TASK DIRECTIONS => Apart from the pictures, print the data below exactly as given.

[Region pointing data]

⟨

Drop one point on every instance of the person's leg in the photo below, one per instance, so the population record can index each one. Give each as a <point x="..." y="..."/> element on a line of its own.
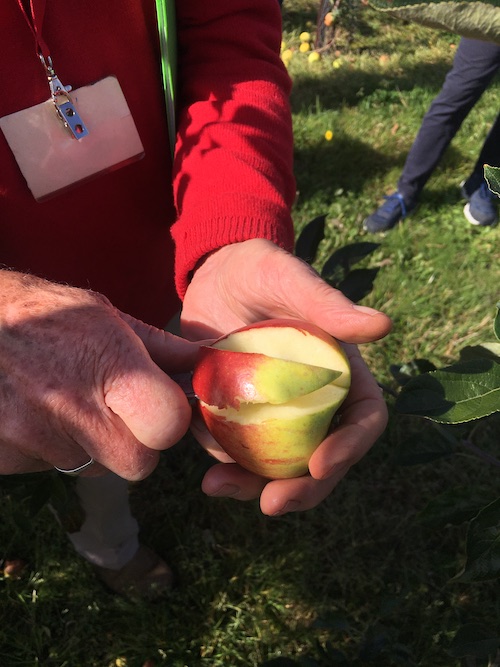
<point x="108" y="536"/>
<point x="99" y="523"/>
<point x="474" y="65"/>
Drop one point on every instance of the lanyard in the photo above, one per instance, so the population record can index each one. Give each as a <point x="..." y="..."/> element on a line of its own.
<point x="59" y="93"/>
<point x="34" y="18"/>
<point x="165" y="15"/>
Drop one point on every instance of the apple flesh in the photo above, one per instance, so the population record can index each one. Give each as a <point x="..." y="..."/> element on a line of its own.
<point x="268" y="392"/>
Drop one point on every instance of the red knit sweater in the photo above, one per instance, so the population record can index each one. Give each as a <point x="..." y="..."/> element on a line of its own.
<point x="232" y="175"/>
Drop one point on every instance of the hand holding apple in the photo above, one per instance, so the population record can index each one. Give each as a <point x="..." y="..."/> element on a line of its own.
<point x="268" y="392"/>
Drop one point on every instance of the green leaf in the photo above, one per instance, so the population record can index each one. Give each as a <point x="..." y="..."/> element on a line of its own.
<point x="309" y="239"/>
<point x="483" y="546"/>
<point x="474" y="640"/>
<point x="477" y="20"/>
<point x="485" y="350"/>
<point x="457" y="394"/>
<point x="492" y="176"/>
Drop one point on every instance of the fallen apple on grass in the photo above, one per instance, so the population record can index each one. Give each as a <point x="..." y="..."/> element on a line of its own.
<point x="267" y="393"/>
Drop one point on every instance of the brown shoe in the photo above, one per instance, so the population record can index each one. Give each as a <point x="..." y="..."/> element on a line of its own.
<point x="146" y="575"/>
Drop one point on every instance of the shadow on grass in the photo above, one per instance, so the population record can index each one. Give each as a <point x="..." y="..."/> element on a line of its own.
<point x="352" y="87"/>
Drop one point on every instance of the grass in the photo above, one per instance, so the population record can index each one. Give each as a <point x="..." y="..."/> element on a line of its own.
<point x="361" y="579"/>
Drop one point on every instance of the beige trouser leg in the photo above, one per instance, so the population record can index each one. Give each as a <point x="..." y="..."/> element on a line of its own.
<point x="108" y="536"/>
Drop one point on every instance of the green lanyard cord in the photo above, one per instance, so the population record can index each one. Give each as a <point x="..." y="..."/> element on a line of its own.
<point x="165" y="13"/>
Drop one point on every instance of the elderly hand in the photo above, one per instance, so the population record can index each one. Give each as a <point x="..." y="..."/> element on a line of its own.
<point x="274" y="283"/>
<point x="79" y="380"/>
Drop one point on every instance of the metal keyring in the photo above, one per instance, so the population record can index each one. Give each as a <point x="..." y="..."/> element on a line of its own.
<point x="74" y="472"/>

⟩

RESULT BELOW =>
Drop one point on every instance of the person's leg in the photo below, one per instance, so the population record can index each one. Give each as a <point x="..." y="..."/> element on a line of its own.
<point x="108" y="536"/>
<point x="99" y="523"/>
<point x="474" y="65"/>
Drop one point on every instance of the lanyard in the photo above, one per instance, so the population record can index each one. Give each as a <point x="..." y="..."/> element on a line of its own.
<point x="59" y="93"/>
<point x="34" y="18"/>
<point x="165" y="15"/>
Drop one point on every instance of the apple flesh in the photo above, one per instance, so the population record can index each one. Give each as a <point x="..." y="..."/> element on a line of its own.
<point x="268" y="392"/>
Drop one point on every instance of the red knit sweater in the photo above, one per instance, so the population record can index each one. Give each as a <point x="..." y="..."/> element on a line of its own.
<point x="232" y="175"/>
Drop one point on every instance of the hand holding apple in the photo above, one per instance, so the population record can index each one. Give each as a <point x="..." y="..."/> element on a line of its own.
<point x="268" y="392"/>
Drop one point on every instance of the green leaf in the photo above, one per instance, so the population record can index each one. Give each as a <point x="..." y="..."/> element on a line of its own.
<point x="309" y="239"/>
<point x="483" y="546"/>
<point x="474" y="640"/>
<point x="477" y="20"/>
<point x="485" y="350"/>
<point x="457" y="394"/>
<point x="492" y="176"/>
Drop one point on every instance of the fallen apple on grass in the photo above, one per instance, so the population record can index each one. Give each as a <point x="..." y="..."/> element on a line of its own.
<point x="267" y="393"/>
Drop one point on every instance of the brown shoe in the photo above, one per instance, so the population record can index each one. Give each as a <point x="..." y="..."/> element on a line of its own.
<point x="146" y="575"/>
Drop one point on every instance of the shadow on grass in the photo above, one per instance, so the population record can index each one. Give each as a <point x="..." y="..."/> element on a line of its own.
<point x="352" y="87"/>
Drop one point on every instance of the grass in the photo above, one per instance, so the population record can index each one. Give each as a <point x="..." y="..."/> element on a line of its own.
<point x="361" y="579"/>
Drop one point on every instance of the beige trouser leg in the photo above, one per instance, so the population record can index each one. Give each as a <point x="..." y="..."/> element on a line of its own.
<point x="108" y="536"/>
Drop one point on every instance of the green lanyard cord in the photo above, one per instance, so the population record can index each one. Give each as a <point x="..." y="..."/> element on a line of its own.
<point x="165" y="13"/>
Drop one point on every instance of the elderly hand in the photo above, one per instance, so the population record can index each one. Give each as a <point x="..." y="..."/> element on a line of its own.
<point x="274" y="283"/>
<point x="79" y="380"/>
Drop one point on every instance of the metal keyring in the photo above, one per instance, so the population record can index each one. Give each as a <point x="..." y="..."/> element on a line of its own.
<point x="74" y="472"/>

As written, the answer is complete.